■ Texto citado ■
• • •
GERMÁN MENDOZA DIAGO

Revista Dónde

Hace muchos años, durante los cinco días que duraban las Fiestas de Noviembre, el parque Fernández de Madrid y las calles contiguas junto con las de La Carbonera, del Jardín y Siete Infantes, se convertían en un espacio de gritos, música y disfraces de los sandieganos desentendidos de los amagos de lluvia.

Las botellas de chicha de corozo pasada de dulce que desde finales de septiembre habían enterrado en los patios las abuelas del barrio, se desenterraban, se trasvasaran a otras botellas limpias y se tapaban con un corcho, para servir de licor a las mujeres y a los niños de cada casa, que no podían tomar el ron blanco de 40 grados .
• • •
■ Datos recopilados ■
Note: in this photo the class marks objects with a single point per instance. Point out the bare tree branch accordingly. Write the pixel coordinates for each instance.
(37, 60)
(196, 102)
• • •
■ Lista de tareas ■
**a)** Según el texto citado, ¿cuántos días duraban las Fiestas de Noviembre?
**b)** Resume el texto citado en dos oraciones.

■ Respuestas ■
**a)** Duraban cinco días.

**b)** Hace muchos años, durante los cinco días de las Fiestas de Noviembre, el parque Fernández de Madrid y varias calles cercanas se llenaban de gritos, música y disfraces de los sandieganos, que no se preocupaban por los amagos de lluvia. Las botellas de chicha de corozo que las abuelas del barrio habían enterrado desde finales de septiembre se desenterraban y se servían como licor a las mujeres y los niños, quienes no podían tomar el ron blanco de 40 grados.